On September 12, 2025, Amer S and Ryan McKenna announced VaultGemma, a language model trained with differential privacy, marking a significant advancement in privacy-centric AI development.
The announcement highlights a collaborative research effort titled “Scaling Laws for Differentially Private Language Models,” conducted in partnership with Google DeepMind. This study establishes precise equations that model the intricate trade-offs between compute resources, privacy guarantees, and model utility. By focusing on the noise-batch ratio—a key metric comparing the privacy-induced noise to batch sizes—the research simplifies the complex interplay of these factors. The core insight is that model performance under DP training is predominantly determined by this ratio, allowing researchers to predict optimal configurations for minimizing training loss given constraints on compute, privacy, and data budgets.

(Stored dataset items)

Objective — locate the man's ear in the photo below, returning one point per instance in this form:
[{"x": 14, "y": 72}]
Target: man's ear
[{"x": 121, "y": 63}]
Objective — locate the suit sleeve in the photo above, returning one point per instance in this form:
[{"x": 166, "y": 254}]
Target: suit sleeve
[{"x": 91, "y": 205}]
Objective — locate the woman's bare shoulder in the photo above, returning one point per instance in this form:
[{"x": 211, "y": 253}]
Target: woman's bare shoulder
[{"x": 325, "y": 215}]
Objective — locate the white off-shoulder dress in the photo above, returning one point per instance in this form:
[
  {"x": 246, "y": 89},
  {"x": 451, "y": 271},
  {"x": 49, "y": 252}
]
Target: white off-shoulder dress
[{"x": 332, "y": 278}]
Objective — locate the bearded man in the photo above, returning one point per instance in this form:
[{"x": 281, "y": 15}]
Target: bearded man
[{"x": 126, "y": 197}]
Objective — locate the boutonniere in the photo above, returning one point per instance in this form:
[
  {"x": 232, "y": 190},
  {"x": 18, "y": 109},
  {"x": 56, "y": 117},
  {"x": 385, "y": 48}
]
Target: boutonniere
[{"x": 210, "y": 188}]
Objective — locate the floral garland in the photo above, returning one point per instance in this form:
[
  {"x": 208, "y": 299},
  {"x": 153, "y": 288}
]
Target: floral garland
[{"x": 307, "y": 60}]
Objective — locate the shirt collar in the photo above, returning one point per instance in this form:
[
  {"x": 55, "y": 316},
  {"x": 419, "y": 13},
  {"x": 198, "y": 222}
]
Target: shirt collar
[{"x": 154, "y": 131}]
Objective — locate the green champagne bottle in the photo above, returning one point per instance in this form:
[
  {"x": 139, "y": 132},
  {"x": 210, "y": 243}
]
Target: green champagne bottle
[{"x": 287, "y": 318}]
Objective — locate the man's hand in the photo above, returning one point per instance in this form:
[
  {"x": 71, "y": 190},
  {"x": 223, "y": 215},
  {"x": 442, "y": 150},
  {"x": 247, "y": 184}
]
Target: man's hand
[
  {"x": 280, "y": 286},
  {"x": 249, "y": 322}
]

▸ Exercise prompt
According to the VaultGemma announcement, what ratio predominantly determines model performance under differentially private training?

▸ Exercise result
The noise-batch ratio, which compares the privacy-induced noise to batch sizes.